[[ Text, beginning ]]
At a Wall Street Journal event, Fed reporter Nick Timiraos asked Powell, what’s the difference between “soft” and “softish”?

“If the pilot tells me, ‘Don’t worry, we’re going to have a softish landing,’ I don’t know, I start to wonder what he’s talking about,” Timiraos quipped, to audience laughter.

Powell continued the flight analogy: “Sometimes the landing is just perfect. And sometimes it’s just a little bumpy. So it’s still a good landing — you don’t even notice it, right?”

But seriously, Powell said, the Fed will have to slow growth to bring inflation back down to its 2 percent target. Raising interest rates will tighten financial conditions, which affects the economy, but he warned, “We don’t have precision tools.”

“There could be some pain involved,” he said, “but we think we can maintain a strong labor market, defined as a labor market where unemployment is low and wages are moving up.”

“It may not be the perfect labor market, but it will be a strong labor market,” he added.

Fiscal impact — Fed leaders are always careful to avoid weighing in on fiscal policy decisions. But Powell was more candid than usual when asked about the Biden administration’s $1.9 trillion Covid relief law, which ended up being much bigger than Fed officials had initially assumed.

Did that put the Fed behind the curve in containing inflation?

“There was a lot of stimulus put behind the U.S. economy, that was both monetary policy and that was fiscal policy,” he said. “That was a lot of support for demand, [but] you can’t get the kind of inflation we got without these supply bottlenecks that we’ve had.”

Translation: The White House, Congress and the Fed were all doing a lot to support the economy, which boosted demand — but that’s not the whole story. (That’s a contrast with the message from the White House, which has been reluctant to acknowledge any role fiscal policy played in fueling price pressures.)

Powell went on to reiterate that the supply-side factors, including bottlenecks, shortages and the slow recovery in labor-force participation, were larger and more persistent than expected.

“We now know that in hindsight,” he said. “We’re not setting policy on the expectation that we get relief on the supply side until we actually do.”

Globalization in reverse —  Reflecting on the outlook in the wake of the pandemic, Powell said the global economy might become less interconnected in the near future as companies grapple with fragile supply chains.

“Certainly, in the near term, there is a real possibility that globalization will go into reverse to some extent,” he said.

“To the extent you do that, you’d have more security in your supply chain, more stability, perhaps,” he added. “But it might not be quite as efficient as the amazing global supply chains that we had, which were very, very fast and flexible.”
[[ Text, end ]]
[[ Dataset extract, beginning ]]
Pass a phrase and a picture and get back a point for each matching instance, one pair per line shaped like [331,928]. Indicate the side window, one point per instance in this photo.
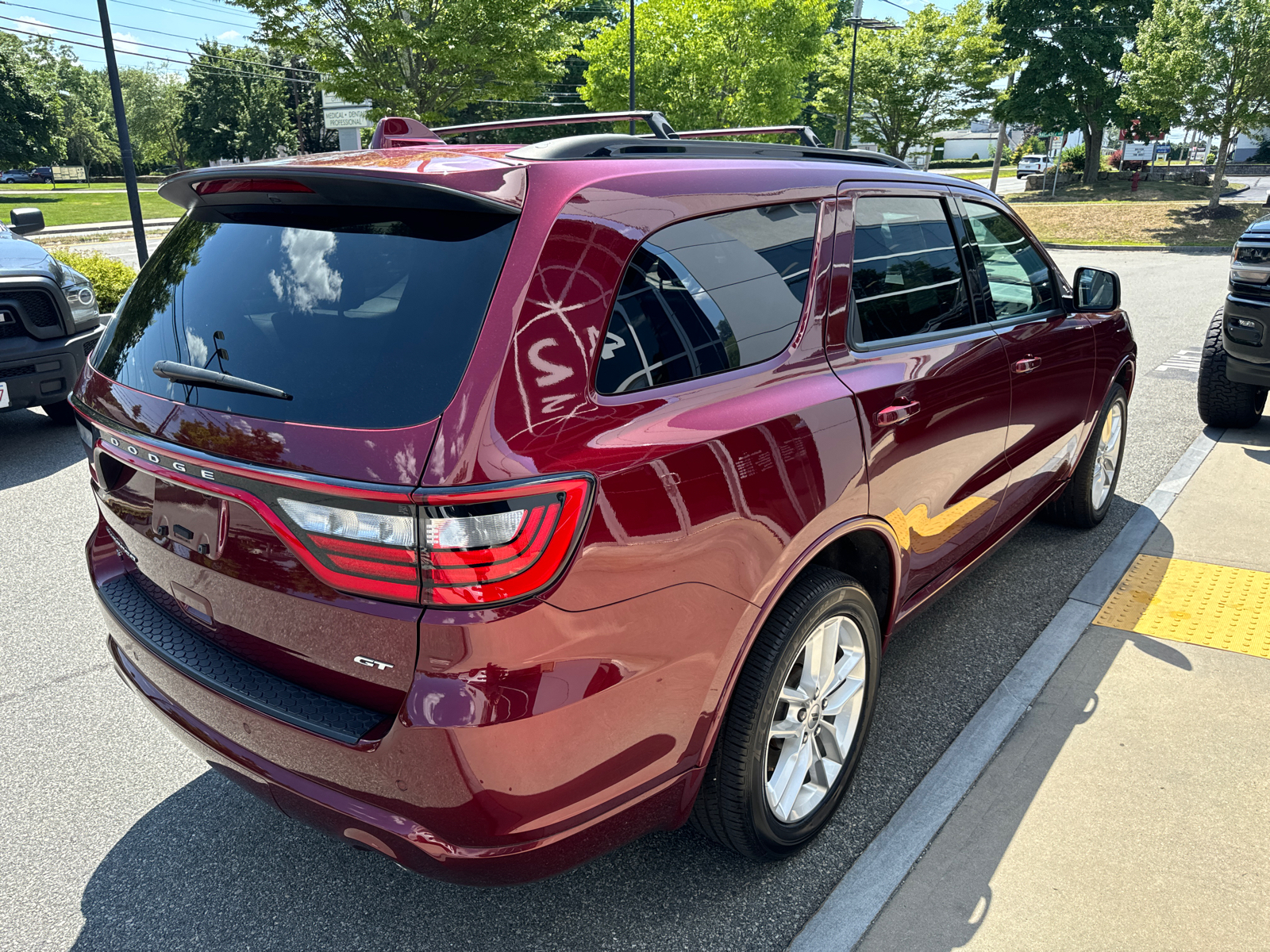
[[ Dataset extract, end ]]
◆ Directions ◆
**a)** Answer these about the passage on Powell's remarks:
(i) What inflation target does Powell say the Fed wants to bring inflation back down to?
(ii) How large was the Biden administration's Covid relief law?
(iii) What does Powell say globalization might do in the near term?
**b)** Continue the passage on Powell's remarks, starting after its final sentence.

◆ Your responses ◆
**a)**
(i) 2 percent
(ii) $1.9 trillion
(iii) Go into reverse to some extent

**b)**
Immigration slowdown — Looking ahead, he pointed to the potential economic fallout from diminished immigration, including slower population growth and weaker economic output.

“If the population is growing more slowly, there are going to be fewer workers,” he said. And “a big part of the story, really, in recent years is immigration has been quite low.”

He acknowledged that the central bank doesn’t have a role to play in such policies, but “if you have a slower-growing labor market, you’re going to have a smaller economy.”

“That’s a risk in the medium term, but it’s really one for other policymakers to look after,” he said..

IT’S WEDNESDAY — How many of you keep thinking about the bumpy landing analogy? Like, are we going to spill our drinks all over ourselves? Bump our heads on the seat in front of us? Will the emergency slides deploy? At what point do we call it a hard landing, even if it’s not a crash?

So many questions. Send us yours, along with your tips and ideas: [email protected] or @katedavidson, or [email protected] or @aubreeeweaver.

Driving the Day

April housing starts and building permits data released at 8:30 a.m. … Treasury Secretary Janet Yellen holds a press conference ahead of the G-7 finance ministers meeting in Bonn, Germany, at 9 a.m. ET … House Appropriations hearing on the SEC budget at 10 a.m. … Senate Banking hearing on energy efficient housing at 10 a.m. … New York state banking regulator Adrienne Harris speaks at WSJ’s Future of Everything conference at 3:50 p.m.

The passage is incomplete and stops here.